▸ **Reading passage**:
-- Begin --

Skip-gram model is reportedly suitable for learning distances in discrete data that is difficult to define similarity. It represents textual data as a continuous vector, with which words within similar contexts are placed close to each other on the same embedding space. Figure 4 shows the structure of the skip-gram model.

Figure 4.

The structure of the Skip-gram model[30].

Skip-gram utilizes a NN, which consists of an encoder and a predictor. The encoder converts the input words, coded discretely, into a continuous vector; the predictor, then, uses the resulting vector from the encoder to predicts context words. Mathematically, given training words $w_{1},w_{2},\ldots,w_{T}$ , the objective function of skip-gram is defined as:

$\frac{1}{T}\sum_{t=1}^{T}{\sum_{-r\leqslant j\leqslant r,j\neq 0}\log p(w_{t+j% }|w_{t})}$ (1)

where $r$ is the size of the training context. The conditional probability $p(w_{t+j}|w_{t})$ is calculated by the softmax function:

$p(w_{t+j}|w_{t})=\frac{\text{exp}(v^{\prime}_{w_{t+j}}{}^{T}v_{w_{t}})}{\sum_{% w=1}^{W}\exp(v^{\prime}_{w_{t+j}}{}^{T}{v_{w_{t}}})}$ (2)

where $v^{\prime}_{w_{t+j}}$ and $v_{w_{t}}$ are the input and output vector representations of $w$ , and $W$ is the number of words in the vocabulary. Skip-gram treats each context-target pair as a new observation, and this tends to work better with large datasets. One of the extensions from word2vec is the paragraph vector(PV) [24]. The PV model adds a paragraph ID when sliding through each word of the corresponding paragraph, which allows learning word and document vectors simultaneously in the same embedding space. Graphical illustration of PV model is presented in Fig. 5.

Figure 5.

Distributed model using paragraph vectors [24].

In the Fig. 5, $D$ is a PV matrix, which is expressed as a set of unique vector for each paragraph, and $W$ is a unique vector mapping of words. PV is inserted as an input vector just as a word vector is. PV provides information about current context of words belonging to the same paragraph; therefore, it may be thought of as a memory model in some sense. PV allows consideration of word orders as the bag-of-n-gram models do but with a much smaller dimension.

-- End --

▸ **Problems to work on**:
A: In the passage on skip-gram and paragraph vectors, what two components make up the neural network that skip-gram uses?
B: Resume the passage on skip-gram and paragraph vectors, picking up after its final sentence.

▸ **Data**:
-- Begin --

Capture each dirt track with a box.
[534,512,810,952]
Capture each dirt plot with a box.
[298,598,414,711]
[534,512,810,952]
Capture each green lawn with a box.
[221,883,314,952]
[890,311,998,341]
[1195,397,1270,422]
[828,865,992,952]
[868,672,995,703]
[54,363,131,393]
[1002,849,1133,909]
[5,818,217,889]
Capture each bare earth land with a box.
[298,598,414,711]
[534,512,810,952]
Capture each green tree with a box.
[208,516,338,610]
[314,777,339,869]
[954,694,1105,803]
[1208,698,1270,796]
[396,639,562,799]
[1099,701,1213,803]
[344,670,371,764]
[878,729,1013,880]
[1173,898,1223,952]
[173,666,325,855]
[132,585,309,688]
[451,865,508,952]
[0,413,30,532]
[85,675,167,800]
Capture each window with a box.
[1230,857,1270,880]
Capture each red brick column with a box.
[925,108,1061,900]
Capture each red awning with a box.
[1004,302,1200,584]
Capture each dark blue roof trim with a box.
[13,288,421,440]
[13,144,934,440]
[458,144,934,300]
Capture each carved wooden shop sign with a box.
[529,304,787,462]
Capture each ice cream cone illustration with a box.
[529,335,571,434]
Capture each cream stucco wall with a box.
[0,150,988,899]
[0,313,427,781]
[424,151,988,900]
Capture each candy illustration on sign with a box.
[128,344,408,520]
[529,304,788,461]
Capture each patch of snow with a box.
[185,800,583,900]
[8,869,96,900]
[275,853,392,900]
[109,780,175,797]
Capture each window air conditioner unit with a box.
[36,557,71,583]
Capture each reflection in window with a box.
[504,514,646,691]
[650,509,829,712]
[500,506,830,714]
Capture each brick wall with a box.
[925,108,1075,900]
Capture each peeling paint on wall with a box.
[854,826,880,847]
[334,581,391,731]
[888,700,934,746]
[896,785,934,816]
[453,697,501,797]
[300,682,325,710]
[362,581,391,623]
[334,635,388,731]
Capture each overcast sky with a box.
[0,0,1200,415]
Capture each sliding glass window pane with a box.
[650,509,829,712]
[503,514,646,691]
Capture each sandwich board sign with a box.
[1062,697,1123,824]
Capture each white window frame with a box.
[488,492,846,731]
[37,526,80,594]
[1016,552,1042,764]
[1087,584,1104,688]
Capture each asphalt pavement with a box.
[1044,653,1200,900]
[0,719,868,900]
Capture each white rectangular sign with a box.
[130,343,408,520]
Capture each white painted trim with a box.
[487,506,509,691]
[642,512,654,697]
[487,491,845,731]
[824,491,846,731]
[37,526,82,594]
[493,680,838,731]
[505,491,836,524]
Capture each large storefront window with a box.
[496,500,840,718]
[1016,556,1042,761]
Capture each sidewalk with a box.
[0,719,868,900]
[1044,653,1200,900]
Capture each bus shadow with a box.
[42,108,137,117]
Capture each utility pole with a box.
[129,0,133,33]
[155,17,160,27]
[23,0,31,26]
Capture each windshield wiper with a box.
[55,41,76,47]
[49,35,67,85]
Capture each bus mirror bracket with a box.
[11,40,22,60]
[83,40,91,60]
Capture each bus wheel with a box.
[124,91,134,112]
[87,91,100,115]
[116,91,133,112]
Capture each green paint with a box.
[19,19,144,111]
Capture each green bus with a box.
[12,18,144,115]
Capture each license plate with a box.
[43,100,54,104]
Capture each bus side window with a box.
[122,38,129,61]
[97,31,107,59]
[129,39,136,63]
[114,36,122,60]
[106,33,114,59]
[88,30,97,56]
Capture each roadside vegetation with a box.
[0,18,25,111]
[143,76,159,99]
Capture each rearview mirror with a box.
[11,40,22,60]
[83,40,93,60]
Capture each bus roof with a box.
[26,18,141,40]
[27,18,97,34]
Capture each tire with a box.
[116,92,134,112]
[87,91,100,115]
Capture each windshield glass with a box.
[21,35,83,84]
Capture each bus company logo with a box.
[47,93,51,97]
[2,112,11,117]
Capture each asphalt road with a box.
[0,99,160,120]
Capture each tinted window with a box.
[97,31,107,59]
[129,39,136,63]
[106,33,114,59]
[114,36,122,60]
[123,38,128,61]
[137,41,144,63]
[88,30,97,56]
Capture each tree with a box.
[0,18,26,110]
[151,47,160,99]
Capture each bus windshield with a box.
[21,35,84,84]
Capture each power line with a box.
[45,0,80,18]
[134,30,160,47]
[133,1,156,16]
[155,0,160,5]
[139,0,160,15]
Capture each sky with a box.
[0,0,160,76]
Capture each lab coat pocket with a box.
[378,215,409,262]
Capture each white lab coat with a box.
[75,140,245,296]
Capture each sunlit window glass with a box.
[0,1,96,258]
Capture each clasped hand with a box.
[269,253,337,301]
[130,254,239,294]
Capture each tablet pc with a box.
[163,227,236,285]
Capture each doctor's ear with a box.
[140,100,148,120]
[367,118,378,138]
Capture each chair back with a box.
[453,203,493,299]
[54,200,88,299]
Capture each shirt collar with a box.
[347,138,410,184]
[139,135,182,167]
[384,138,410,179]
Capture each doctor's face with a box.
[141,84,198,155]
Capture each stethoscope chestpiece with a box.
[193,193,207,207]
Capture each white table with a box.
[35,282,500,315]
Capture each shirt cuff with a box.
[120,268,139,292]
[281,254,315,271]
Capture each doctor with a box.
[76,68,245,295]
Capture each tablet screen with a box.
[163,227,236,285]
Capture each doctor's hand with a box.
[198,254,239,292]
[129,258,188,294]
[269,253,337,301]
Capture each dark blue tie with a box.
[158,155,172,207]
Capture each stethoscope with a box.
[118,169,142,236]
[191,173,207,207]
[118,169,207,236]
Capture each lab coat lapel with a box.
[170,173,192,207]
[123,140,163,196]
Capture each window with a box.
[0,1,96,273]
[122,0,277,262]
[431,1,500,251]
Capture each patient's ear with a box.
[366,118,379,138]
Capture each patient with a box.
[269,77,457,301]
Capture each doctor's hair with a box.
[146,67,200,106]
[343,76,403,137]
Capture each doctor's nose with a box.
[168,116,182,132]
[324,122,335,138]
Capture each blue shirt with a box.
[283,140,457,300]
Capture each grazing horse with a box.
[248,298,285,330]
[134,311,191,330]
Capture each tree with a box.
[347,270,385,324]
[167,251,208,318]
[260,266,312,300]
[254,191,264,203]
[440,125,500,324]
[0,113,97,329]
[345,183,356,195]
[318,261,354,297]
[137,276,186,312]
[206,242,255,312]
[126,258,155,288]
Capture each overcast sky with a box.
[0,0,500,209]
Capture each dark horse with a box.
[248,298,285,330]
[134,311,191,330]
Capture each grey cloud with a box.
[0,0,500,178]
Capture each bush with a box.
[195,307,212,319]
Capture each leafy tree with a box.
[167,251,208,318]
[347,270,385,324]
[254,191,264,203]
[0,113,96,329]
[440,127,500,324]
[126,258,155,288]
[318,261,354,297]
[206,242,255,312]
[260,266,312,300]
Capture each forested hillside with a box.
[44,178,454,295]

-- End --

▸ **Solved problems**:
A: An encoder and a predictor.

B:
On top of the PV vector, we enrich the model by adding the class vectors when learning the document. This is because PV model, without the class vector, may produce results that may not be suitable for sentiment analysis of financial documents. Since word2vec slides through the input text word-by-word, when the set of context words are similar, the target words will end up being placed very closely to each other on the embedding space even if they may convey very different sentiments. For example, suppose there are two documents evaluating the operational performance of two different firms, Firm A and Firm B, namely. Document 1 evaluates Firm A well by stating: “ $\ldots$ showed good performance.” On the other hand, Firm B receives a harsher remark, and Document 2 reports: “ $\ldots$ showed bad performance.” In both cases, the context words surrounding the target words are exactly the same, “showed” and “performance”; hence, word2vec will place “good” and “bad” are at the same position on the embedding space when the learning is complete. This is not appropriate, especially for sentiment analysis, since, “good” and “bad” are clearly the exact opposites of each other in terms of sentiments. In this study, we address this issue by setting up a supervised learning framework for PV model by enforcing the model to learn class information simultaneously with PV as input variables.

Class information is the sentiment labeling of documents using the direction of the closing price movement of the next business day. Each document is assigned one of the two labels (“UP” and “DOWN”) as its class depending on the stock price shift the next business day. “UP” means that the price went up more than criterion, while “DOWN” means that prices went down more than criterion. Because stock price movements are already known at the time of learning, we design our model as supervised learning. The main difference of Supervised PV (SPV) models and PV models is that the class label information of documents is added on to the input vector at the time of training. The objective function of SPV models is defined as:

$\frac{1}{T}\sum_{t=1}^{T}\{{\sum_{-r\leqslant j\leqslant r,j\neq 0}{\log p(w_{% t}|w_{t+j})+\log p(w_{t}|d)+\log p(w_{t}|c)}}\}$ (3)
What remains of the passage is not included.